Of the entries below, restate word for word only the section that runs from the line with "[[177, 290], [592, 57], [372, 400], [345, 35]]" to the line with "[[363, 188], [417, 95], [11, 281], [350, 492]]", counting both ends.

----

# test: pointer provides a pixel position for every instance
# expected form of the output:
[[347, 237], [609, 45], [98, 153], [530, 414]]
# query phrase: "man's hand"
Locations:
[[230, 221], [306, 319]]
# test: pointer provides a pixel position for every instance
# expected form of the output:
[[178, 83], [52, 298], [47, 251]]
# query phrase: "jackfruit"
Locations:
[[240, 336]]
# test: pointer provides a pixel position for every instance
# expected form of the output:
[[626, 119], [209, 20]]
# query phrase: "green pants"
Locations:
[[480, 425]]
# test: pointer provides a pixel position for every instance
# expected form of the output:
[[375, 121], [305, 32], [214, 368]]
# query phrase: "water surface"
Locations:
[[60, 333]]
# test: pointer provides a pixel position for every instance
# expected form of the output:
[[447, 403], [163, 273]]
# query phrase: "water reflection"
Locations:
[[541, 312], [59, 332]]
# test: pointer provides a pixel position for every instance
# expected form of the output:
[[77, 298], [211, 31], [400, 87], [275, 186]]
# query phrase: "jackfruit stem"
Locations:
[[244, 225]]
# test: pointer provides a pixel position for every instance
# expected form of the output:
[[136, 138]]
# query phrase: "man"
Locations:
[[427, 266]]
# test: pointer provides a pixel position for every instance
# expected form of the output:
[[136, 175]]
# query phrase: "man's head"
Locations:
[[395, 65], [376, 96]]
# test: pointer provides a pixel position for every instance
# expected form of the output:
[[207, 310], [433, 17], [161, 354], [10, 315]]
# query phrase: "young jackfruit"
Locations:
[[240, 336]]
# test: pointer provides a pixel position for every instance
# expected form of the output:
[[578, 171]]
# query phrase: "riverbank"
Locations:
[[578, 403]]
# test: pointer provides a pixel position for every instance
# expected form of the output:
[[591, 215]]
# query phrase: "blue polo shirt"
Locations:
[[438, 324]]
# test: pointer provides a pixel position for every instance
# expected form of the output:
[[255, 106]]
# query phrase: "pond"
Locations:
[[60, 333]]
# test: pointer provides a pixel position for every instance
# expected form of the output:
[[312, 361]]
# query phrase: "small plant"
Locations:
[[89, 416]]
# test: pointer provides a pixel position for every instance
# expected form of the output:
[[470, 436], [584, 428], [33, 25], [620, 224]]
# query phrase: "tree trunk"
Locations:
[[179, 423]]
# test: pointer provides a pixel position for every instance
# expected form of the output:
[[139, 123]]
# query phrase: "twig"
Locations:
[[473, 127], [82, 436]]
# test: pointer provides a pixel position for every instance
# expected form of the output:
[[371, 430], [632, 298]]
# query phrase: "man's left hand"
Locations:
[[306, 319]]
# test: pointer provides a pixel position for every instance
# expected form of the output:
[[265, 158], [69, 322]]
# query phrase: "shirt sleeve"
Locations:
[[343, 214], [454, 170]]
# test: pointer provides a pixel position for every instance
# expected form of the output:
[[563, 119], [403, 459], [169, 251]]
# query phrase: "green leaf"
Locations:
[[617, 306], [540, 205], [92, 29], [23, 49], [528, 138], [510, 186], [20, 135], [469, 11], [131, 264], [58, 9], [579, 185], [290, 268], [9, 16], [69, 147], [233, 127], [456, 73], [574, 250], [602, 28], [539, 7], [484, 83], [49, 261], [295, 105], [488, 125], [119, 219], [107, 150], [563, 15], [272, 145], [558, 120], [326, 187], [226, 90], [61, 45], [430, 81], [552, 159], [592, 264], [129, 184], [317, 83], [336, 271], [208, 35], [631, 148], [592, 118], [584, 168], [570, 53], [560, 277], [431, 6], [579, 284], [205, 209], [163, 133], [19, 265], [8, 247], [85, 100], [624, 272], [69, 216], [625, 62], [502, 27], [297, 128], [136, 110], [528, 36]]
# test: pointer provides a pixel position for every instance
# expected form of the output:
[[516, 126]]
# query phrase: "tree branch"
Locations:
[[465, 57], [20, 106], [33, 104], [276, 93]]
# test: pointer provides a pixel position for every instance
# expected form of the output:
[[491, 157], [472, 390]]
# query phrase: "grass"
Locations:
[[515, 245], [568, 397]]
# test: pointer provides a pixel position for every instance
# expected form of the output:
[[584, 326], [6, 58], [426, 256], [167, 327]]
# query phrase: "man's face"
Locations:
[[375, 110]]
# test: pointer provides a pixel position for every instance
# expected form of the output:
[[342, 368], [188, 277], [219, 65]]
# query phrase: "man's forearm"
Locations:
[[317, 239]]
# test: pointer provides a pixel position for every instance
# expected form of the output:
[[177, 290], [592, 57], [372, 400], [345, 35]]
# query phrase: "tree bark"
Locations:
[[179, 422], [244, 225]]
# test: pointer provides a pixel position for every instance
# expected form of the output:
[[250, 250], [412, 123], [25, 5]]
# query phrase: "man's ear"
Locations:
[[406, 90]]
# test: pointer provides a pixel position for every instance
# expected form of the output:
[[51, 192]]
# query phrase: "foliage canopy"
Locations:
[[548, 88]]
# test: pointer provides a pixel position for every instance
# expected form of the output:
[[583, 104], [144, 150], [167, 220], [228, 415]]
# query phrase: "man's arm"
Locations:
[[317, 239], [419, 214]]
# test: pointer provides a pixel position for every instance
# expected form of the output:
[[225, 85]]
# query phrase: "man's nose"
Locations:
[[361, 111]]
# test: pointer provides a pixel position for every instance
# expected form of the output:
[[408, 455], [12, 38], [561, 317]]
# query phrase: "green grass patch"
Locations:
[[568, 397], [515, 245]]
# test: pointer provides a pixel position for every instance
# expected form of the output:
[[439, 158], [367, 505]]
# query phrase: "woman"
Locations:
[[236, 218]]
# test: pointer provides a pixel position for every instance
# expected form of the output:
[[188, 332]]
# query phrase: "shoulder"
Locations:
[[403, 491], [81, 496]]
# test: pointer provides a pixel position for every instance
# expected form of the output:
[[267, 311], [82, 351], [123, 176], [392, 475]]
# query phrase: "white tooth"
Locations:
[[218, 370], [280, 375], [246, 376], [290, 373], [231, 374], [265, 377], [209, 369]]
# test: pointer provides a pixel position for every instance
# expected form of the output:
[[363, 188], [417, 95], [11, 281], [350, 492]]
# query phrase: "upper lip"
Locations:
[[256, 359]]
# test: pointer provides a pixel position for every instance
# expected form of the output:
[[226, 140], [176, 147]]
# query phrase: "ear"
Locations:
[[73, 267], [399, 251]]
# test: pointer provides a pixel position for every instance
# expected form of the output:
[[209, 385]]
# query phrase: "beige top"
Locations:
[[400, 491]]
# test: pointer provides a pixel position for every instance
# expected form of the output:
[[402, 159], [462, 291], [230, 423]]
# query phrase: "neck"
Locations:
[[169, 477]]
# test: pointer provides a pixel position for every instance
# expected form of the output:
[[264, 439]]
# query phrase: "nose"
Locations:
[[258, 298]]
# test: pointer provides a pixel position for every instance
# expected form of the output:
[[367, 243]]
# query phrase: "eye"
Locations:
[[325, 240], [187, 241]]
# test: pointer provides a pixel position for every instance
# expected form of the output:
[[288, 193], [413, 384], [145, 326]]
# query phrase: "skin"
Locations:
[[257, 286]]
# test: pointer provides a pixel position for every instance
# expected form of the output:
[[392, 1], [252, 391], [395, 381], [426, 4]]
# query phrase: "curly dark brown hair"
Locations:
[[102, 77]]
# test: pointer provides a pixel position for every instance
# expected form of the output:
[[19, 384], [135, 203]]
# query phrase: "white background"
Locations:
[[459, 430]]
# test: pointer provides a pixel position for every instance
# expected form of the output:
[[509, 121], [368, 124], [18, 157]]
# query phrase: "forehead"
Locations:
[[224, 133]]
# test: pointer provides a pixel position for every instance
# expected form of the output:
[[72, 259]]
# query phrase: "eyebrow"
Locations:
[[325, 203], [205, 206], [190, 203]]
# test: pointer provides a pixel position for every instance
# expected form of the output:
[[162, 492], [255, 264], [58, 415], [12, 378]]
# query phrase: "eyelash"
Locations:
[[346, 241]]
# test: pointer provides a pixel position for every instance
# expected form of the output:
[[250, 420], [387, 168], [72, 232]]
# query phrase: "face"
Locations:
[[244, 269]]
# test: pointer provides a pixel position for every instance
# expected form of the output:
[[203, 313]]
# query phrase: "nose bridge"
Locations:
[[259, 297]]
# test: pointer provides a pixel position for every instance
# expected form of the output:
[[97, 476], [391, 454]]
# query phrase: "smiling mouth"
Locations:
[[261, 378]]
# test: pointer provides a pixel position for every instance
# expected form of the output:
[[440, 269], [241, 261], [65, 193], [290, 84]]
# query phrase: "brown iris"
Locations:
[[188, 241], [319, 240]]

----

## Expected answer
[[177, 290], [592, 57], [372, 400], [345, 35]]
# query phrase: "tree bark"
Locations:
[[179, 422], [244, 225]]
# test: pointer provides a pixel position for every instance
# expected form of the output:
[[250, 250], [412, 123], [25, 5]]
# query phrase: "man's ear"
Locations:
[[406, 90]]
# test: pointer provides a pixel position for every instance
# expected form of the output:
[[51, 192]]
# query phrase: "foliage canopy"
Locations:
[[548, 88]]
# test: pointer provides a pixel position for every instance
# expected form of the output:
[[583, 104], [144, 150], [167, 220], [228, 415]]
# query phrase: "man's arm"
Locations:
[[317, 239], [419, 214]]
# test: pointer provides a pixel position for every instance
# expected form of the output:
[[225, 85]]
# query phrase: "man's nose"
Locations:
[[361, 111]]
# test: pointer provides a pixel position for every instance
# expected form of the output:
[[408, 455], [12, 38], [561, 317]]
# query phrase: "green grass patch"
Locations:
[[568, 397], [515, 245]]
# test: pointer provides a pixel position for every instance
# expected form of the output:
[[439, 158], [367, 505]]
# query phrase: "woman"
Locations:
[[236, 218]]
# test: pointer provides a pixel position for every instance
# expected form of the output:
[[188, 332]]
# query phrase: "shoulder"
Locations:
[[403, 491], [81, 496]]
# test: pointer provides a pixel position for every instance
# expected form of the output:
[[267, 311], [82, 351], [123, 176], [392, 475]]
# query phrase: "white tooth"
Locations:
[[218, 370], [280, 375], [246, 376], [290, 373], [231, 374], [265, 377], [209, 369]]
# test: pointer provides a pixel position for every instance
# expected form of the output:
[[363, 188], [417, 95], [11, 281], [350, 492]]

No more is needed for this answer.